Quelle:
....
"Zurückgeworfen auf Eidechsenhirn": Wissenschaftlerin erklärt bei "Lanz" die deutsche Kriegsangst
In Kriegszeiten empfinden auch in Deutschland viele Menschen Angst, etwa vor einer Ausweitung des Konflikts. Neurowissenschaftlerin und Psychologin Maren Urner erklärte bei "Markus Lanz", wie unser Gehirn in Krisenzeiten funktioniert und welche Rolle die Medien spielen.
Krieg macht Menschen Angst, auch dort, wo er nicht stattfindet. In der Donnerstags-Ausgabe von "Markus Lanz" wurde die lähmende Emotion von Neurowissenschaftlerin und Psychologin Maren Urner nüchtern und auf Basis der Wissenschaft eingeordnet. Angst werde laut Urner von vielen Psychologen und Neurowissenschaftlerinnen "als die stärkste Emotion bezeichnet". Die Erklärung lieferte sie gleich mit: "Weil sie einfach so grundlegend für unser Leben ist. Am Ende des Tages ist es eine existenzielle Frage."
....
Bereitgestellte Daten:
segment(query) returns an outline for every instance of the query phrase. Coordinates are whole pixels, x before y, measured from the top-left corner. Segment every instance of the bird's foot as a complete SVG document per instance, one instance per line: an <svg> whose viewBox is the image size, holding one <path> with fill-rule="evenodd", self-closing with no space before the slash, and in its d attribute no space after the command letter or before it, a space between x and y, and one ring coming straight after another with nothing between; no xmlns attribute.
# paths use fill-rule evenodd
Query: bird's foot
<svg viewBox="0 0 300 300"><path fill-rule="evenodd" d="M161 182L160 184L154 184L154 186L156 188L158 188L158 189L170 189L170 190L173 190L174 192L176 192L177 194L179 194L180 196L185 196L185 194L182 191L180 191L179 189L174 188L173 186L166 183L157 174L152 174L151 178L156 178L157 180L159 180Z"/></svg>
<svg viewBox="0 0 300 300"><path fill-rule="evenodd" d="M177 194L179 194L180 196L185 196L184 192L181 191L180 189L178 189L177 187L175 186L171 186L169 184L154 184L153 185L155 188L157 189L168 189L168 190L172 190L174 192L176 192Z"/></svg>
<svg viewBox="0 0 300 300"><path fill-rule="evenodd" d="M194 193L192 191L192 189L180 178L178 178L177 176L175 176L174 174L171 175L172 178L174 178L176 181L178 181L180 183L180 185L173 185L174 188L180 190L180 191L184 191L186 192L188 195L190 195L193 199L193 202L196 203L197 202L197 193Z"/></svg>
....
Erklärtes Ziel A: Als was wird Angst laut Maren Urner in der Quelle von vielen Psychologen und Neurowissenschaftlerinnen bezeichnet?
Erklärtes Ziel B: Fassen Sie den Absatz der Quelle, der mit „Krieg macht Menschen Angst“ beginnt, kürzer zusammen und behalten Sie dabei seine wesentlichen Fakten bei.

Endergebnis A: Als die stärkste Emotion.

Endergebnis B: Krieg macht auch dort Angst, wo er nicht stattfindet. In der Donnerstagsausgabe von „Markus Lanz“ ordnete die Neurowissenschaftlerin und Psychologin Maren Urner diese lähmende Emotion nüchtern und wissenschaftlich ein. Viele Fachleute bezeichnen Angst nach ihren Worten als stärkste Emotion. Der Grund sei, dass sie grundlegend für unser Leben und letztlich eine existenzielle Frage ist.